| Excerpts from a point labeling dataset |
■ ■ ■
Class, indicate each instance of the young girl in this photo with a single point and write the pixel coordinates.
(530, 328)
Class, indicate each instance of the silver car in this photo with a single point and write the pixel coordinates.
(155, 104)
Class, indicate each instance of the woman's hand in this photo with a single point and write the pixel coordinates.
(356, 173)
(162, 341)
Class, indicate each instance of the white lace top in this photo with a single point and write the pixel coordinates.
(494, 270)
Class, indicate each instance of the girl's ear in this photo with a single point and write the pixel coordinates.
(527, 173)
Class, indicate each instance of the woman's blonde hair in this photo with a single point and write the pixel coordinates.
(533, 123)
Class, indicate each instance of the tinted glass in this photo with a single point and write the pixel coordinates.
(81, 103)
■ ■ ■
| Given request |
Put all of the material into a two-column CSV with the headers text and answer, giving each text its own row alongside its full answer. Wrap every field in double quotes and replace any line breaks with spaces.

| Response to this exercise |
text,answer
"Class, indicate each instance of the young girl in this photo with a single point and write the pixel coordinates.","(530, 328)"
"Class, indicate each instance of the silver car in this photo with a single point and write the pixel coordinates.","(155, 104)"
"Class, indicate each instance of the woman's hand in this photo with a single point and write the pixel coordinates.","(356, 173) (162, 341)"
"Class, indicate each instance of the white lace top in this photo with a single point and write the pixel coordinates.","(494, 270)"
"Class, indicate each instance of the girl's ear in this photo with a single point and write the pixel coordinates.","(527, 173)"
"Class, indicate each instance of the woman's blonde hair in this photo with a single point and write the pixel coordinates.","(533, 123)"
"Class, indicate each instance of the tinted glass in this photo with a single point and write the pixel coordinates.","(81, 103)"